### Goal of the exercise
Gather each line of the records below that contains the string "mask", and copy every such line in full.

### Source records
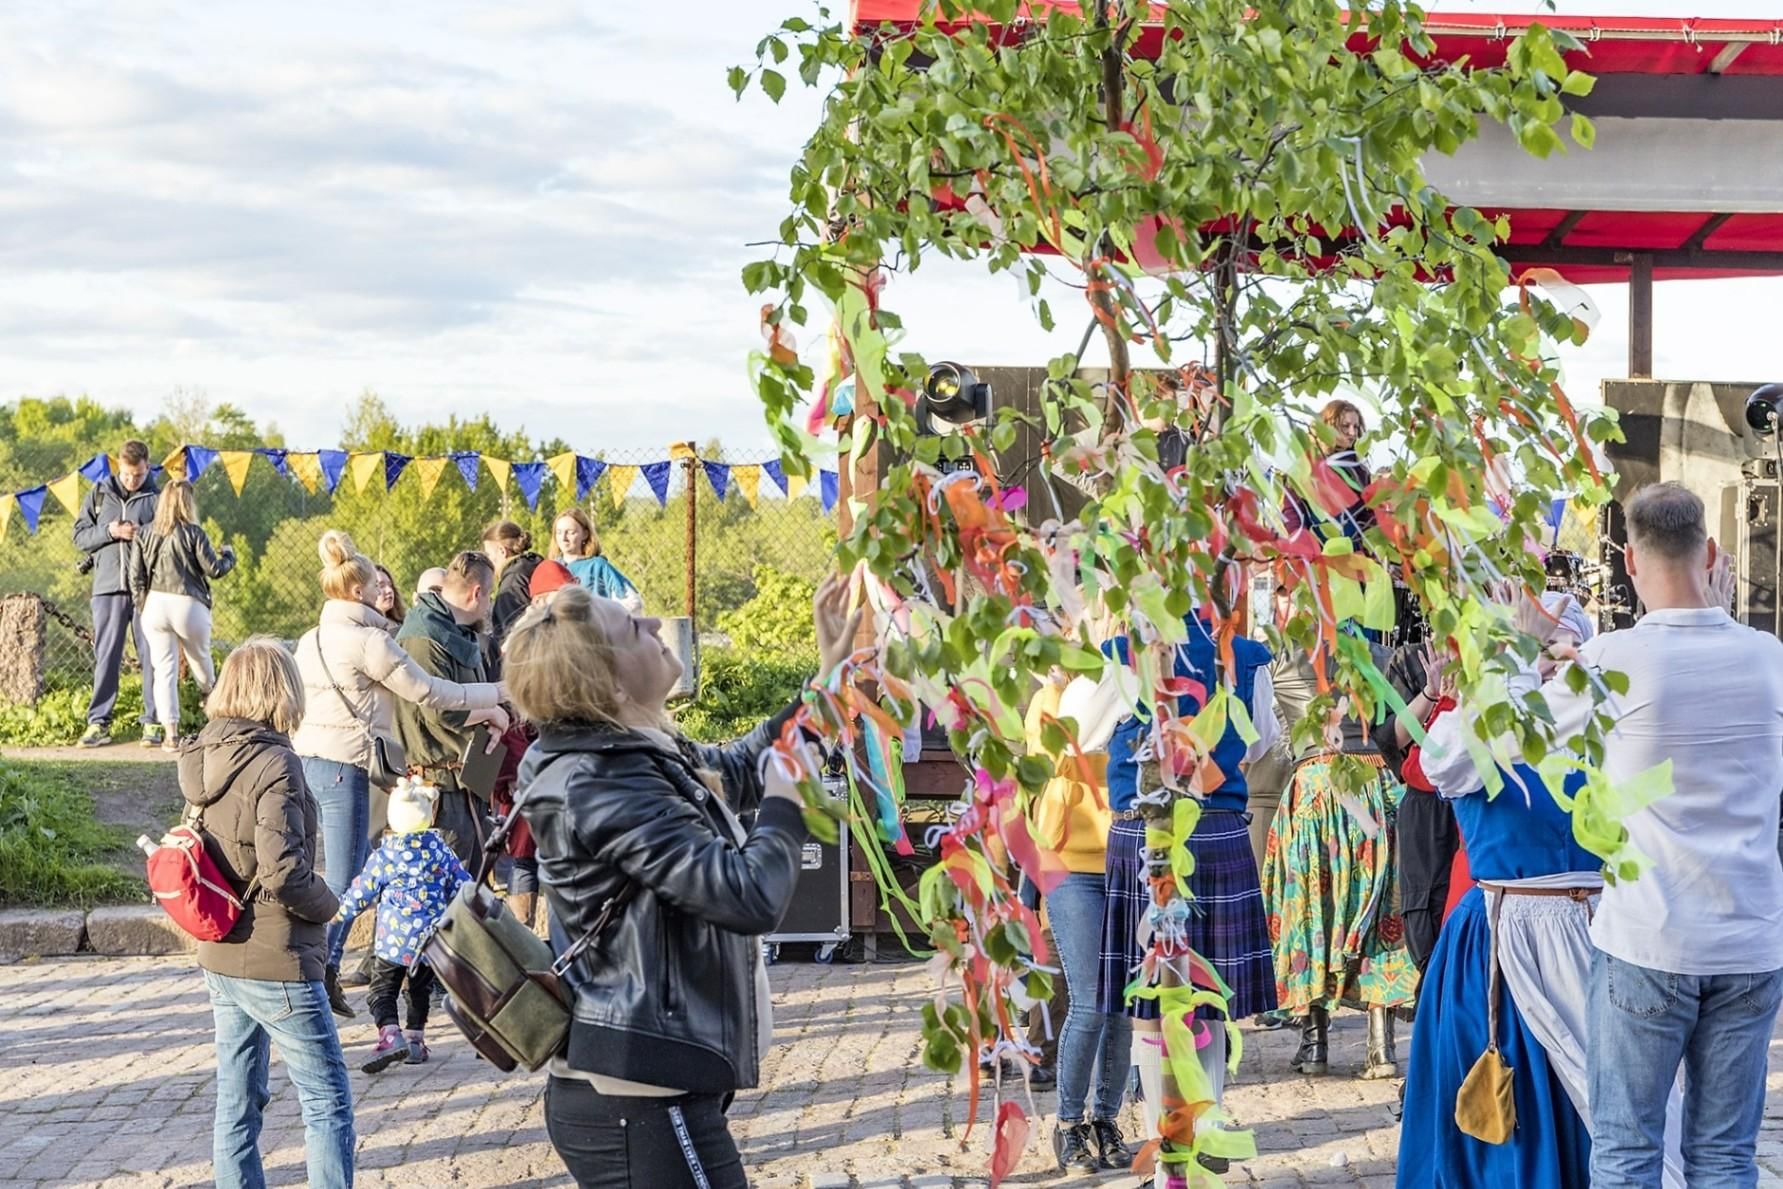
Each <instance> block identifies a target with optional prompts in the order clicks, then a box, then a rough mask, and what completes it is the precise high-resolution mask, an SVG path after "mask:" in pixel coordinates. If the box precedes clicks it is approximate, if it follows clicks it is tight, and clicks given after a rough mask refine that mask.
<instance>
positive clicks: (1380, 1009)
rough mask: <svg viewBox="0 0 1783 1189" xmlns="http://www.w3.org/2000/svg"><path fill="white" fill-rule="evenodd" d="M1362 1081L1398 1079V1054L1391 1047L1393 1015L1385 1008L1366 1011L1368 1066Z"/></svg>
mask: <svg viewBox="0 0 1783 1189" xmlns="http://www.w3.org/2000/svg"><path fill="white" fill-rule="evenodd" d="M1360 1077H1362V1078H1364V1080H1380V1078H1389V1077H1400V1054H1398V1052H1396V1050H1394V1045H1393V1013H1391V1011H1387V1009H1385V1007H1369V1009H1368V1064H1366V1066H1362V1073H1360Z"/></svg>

### Written solution
Each <instance> block identifies a target with optional prompts in the order clicks, then a box, then a rough mask, and what completes it is the precise high-resolution mask, an SVG path after "mask:" in pixel coordinates. If the box precedes clicks it is approximate, if it follows clicks it is tight, and clicks given after a rough mask refine that mask.
rough mask: <svg viewBox="0 0 1783 1189" xmlns="http://www.w3.org/2000/svg"><path fill="white" fill-rule="evenodd" d="M1362 1081L1398 1079V1054L1391 1047L1393 1015L1385 1008L1366 1011L1368 1066Z"/></svg>
mask: <svg viewBox="0 0 1783 1189" xmlns="http://www.w3.org/2000/svg"><path fill="white" fill-rule="evenodd" d="M1360 1077H1362V1078H1364V1080H1380V1078H1389V1077H1400V1054H1398V1052H1396V1050H1394V1045H1393V1013H1391V1011H1387V1009H1385V1007H1369V1009H1368V1064H1366V1066H1362V1073H1360Z"/></svg>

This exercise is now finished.